Sans aller jusqu’à évaluer l’impact en termes de suffisance nutritionnelle des enfants et de leur probabilité de survie ou de malnutrition, d’autres études indiquent que les revenus féminins ont tendance à être davantage employés pour des usages collectifs. D’après une enquête réalisée en 1992 à Santiago en République dominicaine auprès de 201 chefs de très petites entreprises - hommes et femmes -, les femmes consacrent 72% de leurs revenus aux dépenses familiales communes contre 58% pour les hommes [Grasmuck et Espinal, 2000]. Une autre enquête menée au début des années quatre-vingt à Quetéraro au Mexique, auprès de 244 familles, visait à comparer le niveau de vie de familles monoparentales tenues par une femme avec celui de familles biparentales [Chant, 1985]. Les résultats de l’étude montrent ceci : même si le montant des revenus (revenus salariaux et revenus de transfert) est plus faible dans les premières, le niveau de vie n’est pas forcément inférieur. La manière dont le budget est géré au sein de l’unité familiale est en fait décisive. Dans les familles biparentales, les pères affectent plus de 50% de leur revenu à leurs dépenses personnelles. Dans les familles monoparentales, les mères consacrent l’ensemble de leurs revenus à la famille et aux enfants ; elles disent qu’elles gèrent beaucoup mieux depuis que le père est parti ou décédé. Jusque là, la somme sur laquelle elles pouvaient compter pour les dépenses familiales était aléatoire ; elles n’avaient aucun moyen de budgétiser et de planifier.

D’autres travaux, de nature plus qualitative, vont dans le même sens. Une enquête menée dans les années quatre-vingt-dix au Bengladesh auprès de salariés d’une entreprise de vêtements destinés à l’exportation, cherchait à cerner l’usage des salaires masculins et féminins [Kabeer, 1997]. Les femmes consacrent leur salaire à trois finalités : augmenter le niveau de vie familial (par une meilleure alimentation, l’acquisition d’appareils ménagers, ou encore davantage de réceptions et d’accueil d’invités), assurer une meilleure sécurité quotidienne (par une « réserve » destinée à d’éventuels aléas), et enfin renforcer le bien-être des enfants, notamment en leur offrant une meilleure scolarité. Les hommes réservent une plus grande partie de leurs revenus pour leur propre usage, pour des dépenses personnelles telles que cigarettes, fréquentation de café, jeu d’argent, cinéma, déjeuner à l’extérieur.

Données —
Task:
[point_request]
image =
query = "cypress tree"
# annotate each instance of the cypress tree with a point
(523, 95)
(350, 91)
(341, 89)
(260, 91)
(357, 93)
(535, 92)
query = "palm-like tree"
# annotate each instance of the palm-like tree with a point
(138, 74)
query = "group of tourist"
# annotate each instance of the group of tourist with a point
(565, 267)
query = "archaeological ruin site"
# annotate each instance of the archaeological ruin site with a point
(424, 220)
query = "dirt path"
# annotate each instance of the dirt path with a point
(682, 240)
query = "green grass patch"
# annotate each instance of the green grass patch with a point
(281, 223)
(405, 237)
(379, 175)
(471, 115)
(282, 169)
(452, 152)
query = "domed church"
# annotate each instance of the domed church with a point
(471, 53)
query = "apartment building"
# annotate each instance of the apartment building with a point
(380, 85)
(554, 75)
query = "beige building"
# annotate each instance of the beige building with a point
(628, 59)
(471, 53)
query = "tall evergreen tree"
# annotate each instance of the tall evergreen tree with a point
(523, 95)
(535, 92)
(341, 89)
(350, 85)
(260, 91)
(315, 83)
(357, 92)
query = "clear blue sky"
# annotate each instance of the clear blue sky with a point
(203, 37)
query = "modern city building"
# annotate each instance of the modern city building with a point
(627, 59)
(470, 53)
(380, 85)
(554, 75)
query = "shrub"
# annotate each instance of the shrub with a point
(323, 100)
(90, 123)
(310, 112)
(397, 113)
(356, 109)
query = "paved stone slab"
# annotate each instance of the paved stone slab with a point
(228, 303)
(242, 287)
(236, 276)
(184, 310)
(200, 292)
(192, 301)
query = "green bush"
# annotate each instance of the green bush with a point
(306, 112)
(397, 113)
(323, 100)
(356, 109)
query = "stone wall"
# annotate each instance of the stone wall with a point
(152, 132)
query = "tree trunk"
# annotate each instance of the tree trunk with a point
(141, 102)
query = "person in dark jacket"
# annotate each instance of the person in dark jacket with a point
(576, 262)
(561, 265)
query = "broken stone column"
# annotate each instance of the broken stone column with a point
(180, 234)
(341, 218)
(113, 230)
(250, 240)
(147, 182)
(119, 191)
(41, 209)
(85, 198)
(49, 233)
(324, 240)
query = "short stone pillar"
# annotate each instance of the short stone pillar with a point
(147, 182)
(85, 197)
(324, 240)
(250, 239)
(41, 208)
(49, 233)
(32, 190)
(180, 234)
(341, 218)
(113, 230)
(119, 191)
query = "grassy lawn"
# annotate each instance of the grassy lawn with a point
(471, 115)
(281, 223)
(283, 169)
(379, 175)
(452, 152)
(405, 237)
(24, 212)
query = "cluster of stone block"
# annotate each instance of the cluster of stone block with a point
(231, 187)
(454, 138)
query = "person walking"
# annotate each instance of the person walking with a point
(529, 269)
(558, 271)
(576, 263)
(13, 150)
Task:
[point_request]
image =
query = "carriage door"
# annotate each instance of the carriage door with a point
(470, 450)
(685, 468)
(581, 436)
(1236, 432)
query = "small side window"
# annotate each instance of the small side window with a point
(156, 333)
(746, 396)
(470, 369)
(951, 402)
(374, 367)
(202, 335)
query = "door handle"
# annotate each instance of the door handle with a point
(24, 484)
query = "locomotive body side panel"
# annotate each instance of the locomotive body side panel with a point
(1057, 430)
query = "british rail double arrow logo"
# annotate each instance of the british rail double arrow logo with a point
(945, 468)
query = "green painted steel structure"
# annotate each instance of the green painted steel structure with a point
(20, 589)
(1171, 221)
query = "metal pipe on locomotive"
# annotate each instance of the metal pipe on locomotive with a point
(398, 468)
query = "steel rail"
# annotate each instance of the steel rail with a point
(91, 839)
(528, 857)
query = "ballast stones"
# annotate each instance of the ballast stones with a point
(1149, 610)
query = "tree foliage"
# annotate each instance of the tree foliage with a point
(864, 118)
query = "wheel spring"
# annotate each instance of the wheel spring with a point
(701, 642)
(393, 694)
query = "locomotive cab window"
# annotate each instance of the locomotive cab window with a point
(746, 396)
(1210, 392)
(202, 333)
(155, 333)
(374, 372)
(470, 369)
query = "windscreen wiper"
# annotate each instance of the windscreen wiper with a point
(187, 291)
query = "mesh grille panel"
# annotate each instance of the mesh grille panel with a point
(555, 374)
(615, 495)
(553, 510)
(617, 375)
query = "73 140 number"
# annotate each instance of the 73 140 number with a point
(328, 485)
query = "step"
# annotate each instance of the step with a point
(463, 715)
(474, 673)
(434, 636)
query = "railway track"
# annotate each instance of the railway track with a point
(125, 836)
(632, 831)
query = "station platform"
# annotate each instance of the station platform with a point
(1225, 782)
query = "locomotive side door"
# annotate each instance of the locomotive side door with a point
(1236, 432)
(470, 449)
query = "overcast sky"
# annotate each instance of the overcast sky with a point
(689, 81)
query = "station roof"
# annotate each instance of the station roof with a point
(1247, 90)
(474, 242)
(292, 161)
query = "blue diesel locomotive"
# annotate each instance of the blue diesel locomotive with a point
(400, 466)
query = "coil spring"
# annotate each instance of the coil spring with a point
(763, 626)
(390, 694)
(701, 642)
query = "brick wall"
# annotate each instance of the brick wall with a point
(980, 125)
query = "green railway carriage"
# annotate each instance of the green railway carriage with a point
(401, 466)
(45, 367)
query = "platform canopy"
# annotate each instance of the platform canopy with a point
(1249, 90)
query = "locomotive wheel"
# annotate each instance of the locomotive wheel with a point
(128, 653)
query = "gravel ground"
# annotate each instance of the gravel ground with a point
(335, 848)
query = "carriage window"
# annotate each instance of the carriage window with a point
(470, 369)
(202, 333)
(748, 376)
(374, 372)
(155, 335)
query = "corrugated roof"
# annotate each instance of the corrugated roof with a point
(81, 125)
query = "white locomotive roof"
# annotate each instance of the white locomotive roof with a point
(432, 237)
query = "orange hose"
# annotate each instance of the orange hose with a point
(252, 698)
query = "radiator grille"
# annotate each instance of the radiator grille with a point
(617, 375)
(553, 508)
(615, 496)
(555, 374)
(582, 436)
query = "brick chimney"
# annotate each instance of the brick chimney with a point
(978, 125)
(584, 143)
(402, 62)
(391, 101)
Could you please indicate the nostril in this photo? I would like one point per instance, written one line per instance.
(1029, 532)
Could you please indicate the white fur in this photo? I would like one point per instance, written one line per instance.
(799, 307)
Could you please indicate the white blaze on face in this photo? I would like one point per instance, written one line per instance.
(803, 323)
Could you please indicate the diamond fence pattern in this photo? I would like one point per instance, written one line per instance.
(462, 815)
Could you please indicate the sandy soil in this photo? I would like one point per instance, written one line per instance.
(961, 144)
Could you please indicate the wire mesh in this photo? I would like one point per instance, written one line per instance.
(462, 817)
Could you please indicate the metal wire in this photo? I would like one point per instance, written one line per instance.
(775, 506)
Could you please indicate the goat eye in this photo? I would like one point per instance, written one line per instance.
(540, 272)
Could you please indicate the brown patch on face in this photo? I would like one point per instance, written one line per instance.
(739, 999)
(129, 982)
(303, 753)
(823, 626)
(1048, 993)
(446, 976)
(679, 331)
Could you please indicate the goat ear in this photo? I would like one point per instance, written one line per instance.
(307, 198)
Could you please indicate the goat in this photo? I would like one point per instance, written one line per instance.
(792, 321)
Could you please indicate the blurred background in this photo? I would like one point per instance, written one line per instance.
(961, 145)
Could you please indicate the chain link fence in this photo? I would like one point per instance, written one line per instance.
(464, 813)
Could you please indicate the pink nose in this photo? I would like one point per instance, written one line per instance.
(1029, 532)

Vos tâches —
A - Répondez à ces questions sur le texte consacré à l'usage des revenus féminins et masculins :
(i) Selon l'enquête réalisée en 1992 à Santiago, quelle part de leurs revenus les femmes consacrent-elles aux dépenses familiales communes ?
(ii) Auprès de combien de familles l'enquête menée à Quetéraro a-t-elle été conduite ?
(iii) Dans quel type d'entreprise travaillaient les salariés interrogés lors de l'enquête des années quatre-vingt-dix ?
B - Pouvez-vous rédiger la suite du texte sur l'usage des revenus féminins et masculins, en partant de sa dernière phrase ?

Les résultats —
A -
(i) 72 % de leurs revenus.
(ii) Auprès de 244 familles.
(iii) Dans une entreprise de vêtements destinés à l'exportation.

B -
Concernant les pays du Nord, l’étendue des données disponibles est beaucoup moins large. Jan Pahl, à partir d’enquêtes réalisées auprès de 102 couples mariés britanniques au début des années quatre-vingt, montre que les revenus des épouses contribuent davantage aux dépenses familiales et que les époux dépensent davantage pour eux-mêmes que les femmes (essentiellement jeu, café)54. À la fin des années soixante-dix au Royaume-Uni, les allocations familiales ne sont plus versées aux pères, mais directement aux mères. L’analyse de l’usage de l’allocation montre un glissement vers des dépenses plus fortes en produits féminins et pour les enfants [Lundberg et Pollack, 1994]. La plupart des travaux restent de nature qualitative et insistent surtout sur la dimension subjective des salaires féminins : est particulièrement dénoncé le stéréotype du salaire féminin comme « salaire d’appoint », dont les recherches s’attachent à montrer à quel point il imprègne les représentations populaires, et ceci quelle que soit l’appartenance de sexe. Ce constat a été fait notamment en France [Hans, 1988 ; Langevin, 1990], au Royaume-Uni [Pahl, 1989] et aux États-Unis [Hochschild, 1990 ; Hood, 1983 ; Mirowsky, 1985 ; Zelizer, 1994a].

Notes
48.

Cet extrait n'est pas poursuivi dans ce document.